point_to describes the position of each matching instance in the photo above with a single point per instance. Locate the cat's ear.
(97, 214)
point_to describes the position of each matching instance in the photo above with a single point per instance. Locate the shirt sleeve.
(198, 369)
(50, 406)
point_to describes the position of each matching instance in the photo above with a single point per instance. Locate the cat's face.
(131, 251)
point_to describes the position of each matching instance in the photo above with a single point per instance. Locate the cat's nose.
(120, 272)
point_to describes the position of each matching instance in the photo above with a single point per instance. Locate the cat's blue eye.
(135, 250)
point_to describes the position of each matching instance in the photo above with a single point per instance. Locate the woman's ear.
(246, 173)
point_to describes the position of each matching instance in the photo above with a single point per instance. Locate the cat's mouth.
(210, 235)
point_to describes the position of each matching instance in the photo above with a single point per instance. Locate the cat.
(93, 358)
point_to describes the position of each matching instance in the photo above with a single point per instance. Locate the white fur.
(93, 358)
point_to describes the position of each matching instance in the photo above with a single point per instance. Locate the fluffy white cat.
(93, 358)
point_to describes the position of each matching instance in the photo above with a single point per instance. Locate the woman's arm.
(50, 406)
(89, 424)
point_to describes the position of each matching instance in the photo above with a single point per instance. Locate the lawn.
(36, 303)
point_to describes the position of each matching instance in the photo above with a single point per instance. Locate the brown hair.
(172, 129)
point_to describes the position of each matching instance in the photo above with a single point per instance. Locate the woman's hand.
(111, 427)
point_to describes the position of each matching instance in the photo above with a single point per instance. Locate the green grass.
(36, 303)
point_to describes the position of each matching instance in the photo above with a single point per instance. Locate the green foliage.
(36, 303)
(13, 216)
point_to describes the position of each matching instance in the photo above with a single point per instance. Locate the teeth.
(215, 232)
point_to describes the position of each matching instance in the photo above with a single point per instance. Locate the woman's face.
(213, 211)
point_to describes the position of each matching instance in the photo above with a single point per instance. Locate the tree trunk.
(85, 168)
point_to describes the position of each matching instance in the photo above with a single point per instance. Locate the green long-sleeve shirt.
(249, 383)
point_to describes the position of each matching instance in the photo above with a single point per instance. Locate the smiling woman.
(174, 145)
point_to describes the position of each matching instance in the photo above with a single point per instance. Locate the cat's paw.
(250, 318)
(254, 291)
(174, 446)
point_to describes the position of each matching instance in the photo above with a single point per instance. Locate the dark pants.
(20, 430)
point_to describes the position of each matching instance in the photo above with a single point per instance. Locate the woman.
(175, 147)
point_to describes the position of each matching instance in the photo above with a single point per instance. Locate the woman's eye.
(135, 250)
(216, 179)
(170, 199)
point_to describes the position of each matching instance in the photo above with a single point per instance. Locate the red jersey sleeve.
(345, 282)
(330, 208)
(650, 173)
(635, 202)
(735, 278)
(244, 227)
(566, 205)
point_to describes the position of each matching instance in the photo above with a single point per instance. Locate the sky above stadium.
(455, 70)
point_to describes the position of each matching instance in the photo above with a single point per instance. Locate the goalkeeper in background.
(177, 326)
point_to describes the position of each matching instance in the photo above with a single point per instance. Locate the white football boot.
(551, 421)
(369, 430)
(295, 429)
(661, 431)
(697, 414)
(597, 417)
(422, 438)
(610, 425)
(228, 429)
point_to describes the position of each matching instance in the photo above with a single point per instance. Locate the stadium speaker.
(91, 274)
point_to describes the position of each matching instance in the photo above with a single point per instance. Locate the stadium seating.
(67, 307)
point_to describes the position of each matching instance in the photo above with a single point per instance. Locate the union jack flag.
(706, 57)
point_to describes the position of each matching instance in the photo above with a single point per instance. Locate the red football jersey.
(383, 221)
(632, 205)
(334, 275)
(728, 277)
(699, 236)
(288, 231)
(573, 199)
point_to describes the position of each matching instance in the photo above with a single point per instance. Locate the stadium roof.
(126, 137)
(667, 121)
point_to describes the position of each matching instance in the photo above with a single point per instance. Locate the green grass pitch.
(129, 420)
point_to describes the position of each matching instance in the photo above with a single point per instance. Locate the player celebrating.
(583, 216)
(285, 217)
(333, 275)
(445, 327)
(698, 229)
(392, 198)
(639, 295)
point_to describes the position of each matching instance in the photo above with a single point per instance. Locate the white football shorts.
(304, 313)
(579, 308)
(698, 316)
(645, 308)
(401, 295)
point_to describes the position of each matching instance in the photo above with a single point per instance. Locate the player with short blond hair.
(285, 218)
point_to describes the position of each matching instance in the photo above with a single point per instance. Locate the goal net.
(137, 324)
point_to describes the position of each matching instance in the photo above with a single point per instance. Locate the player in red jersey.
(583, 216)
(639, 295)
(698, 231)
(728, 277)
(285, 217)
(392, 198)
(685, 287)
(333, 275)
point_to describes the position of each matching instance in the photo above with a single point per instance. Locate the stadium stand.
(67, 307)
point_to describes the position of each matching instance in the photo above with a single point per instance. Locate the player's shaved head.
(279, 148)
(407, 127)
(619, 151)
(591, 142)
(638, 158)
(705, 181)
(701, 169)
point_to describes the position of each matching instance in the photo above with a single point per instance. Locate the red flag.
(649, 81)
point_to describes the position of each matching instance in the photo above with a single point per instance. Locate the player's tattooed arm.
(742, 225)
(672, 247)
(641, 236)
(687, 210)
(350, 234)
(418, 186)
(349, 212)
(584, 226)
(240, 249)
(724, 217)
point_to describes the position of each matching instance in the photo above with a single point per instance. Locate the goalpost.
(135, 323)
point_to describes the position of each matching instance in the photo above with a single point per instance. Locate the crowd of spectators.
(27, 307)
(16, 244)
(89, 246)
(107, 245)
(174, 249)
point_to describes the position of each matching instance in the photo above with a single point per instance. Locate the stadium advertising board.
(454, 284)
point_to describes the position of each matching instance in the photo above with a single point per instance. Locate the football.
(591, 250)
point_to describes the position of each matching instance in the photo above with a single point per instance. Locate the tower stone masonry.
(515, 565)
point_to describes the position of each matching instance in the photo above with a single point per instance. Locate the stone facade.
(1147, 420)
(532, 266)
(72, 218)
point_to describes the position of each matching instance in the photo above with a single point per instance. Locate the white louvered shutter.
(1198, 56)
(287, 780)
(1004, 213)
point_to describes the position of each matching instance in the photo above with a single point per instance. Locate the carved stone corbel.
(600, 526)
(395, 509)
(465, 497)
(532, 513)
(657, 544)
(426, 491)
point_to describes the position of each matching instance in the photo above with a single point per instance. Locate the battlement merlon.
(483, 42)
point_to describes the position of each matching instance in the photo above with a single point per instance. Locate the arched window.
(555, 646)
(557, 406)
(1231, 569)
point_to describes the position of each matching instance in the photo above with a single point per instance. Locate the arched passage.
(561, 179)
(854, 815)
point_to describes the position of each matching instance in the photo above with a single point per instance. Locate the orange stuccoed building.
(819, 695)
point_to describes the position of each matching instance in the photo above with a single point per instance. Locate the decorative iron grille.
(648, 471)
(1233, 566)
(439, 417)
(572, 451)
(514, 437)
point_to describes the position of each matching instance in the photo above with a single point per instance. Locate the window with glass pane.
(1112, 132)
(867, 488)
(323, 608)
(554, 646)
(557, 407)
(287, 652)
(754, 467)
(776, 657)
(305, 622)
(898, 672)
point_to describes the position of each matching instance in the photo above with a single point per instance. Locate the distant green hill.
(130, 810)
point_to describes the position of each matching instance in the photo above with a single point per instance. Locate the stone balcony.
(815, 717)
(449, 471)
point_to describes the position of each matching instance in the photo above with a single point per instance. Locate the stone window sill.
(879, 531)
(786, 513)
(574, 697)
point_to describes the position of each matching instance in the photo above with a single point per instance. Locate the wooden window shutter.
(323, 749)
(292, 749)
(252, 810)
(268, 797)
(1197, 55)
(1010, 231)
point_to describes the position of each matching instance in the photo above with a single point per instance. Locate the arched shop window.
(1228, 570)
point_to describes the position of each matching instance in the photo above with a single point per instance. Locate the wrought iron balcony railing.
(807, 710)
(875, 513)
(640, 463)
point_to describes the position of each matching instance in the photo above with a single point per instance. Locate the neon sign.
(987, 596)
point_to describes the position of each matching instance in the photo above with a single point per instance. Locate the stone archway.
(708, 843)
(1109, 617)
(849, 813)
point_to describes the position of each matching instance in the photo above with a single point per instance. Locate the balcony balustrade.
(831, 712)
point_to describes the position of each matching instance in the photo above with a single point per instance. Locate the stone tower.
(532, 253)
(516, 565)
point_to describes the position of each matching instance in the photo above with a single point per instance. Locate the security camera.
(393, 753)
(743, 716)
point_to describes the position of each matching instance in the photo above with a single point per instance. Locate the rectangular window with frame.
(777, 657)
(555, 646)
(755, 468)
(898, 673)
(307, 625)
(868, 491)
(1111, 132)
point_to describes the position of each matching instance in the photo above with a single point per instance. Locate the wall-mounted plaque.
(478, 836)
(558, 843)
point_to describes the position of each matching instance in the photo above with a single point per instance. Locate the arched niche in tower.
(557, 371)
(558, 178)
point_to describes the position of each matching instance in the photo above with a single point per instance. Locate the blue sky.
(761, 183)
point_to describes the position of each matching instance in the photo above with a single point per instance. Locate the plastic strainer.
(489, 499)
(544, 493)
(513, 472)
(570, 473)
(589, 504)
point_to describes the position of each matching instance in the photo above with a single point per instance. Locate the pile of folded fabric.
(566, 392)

....

### Goal of the exercise:
Quote the entries verbatim, beginning at the line containing "of folded fabric." and continuing through the last line of the entries.

### Result for this exercise:
point_to describes the position of each matching instance in the photo above with a single point per instance. Locate the pile of folded fabric.
(566, 392)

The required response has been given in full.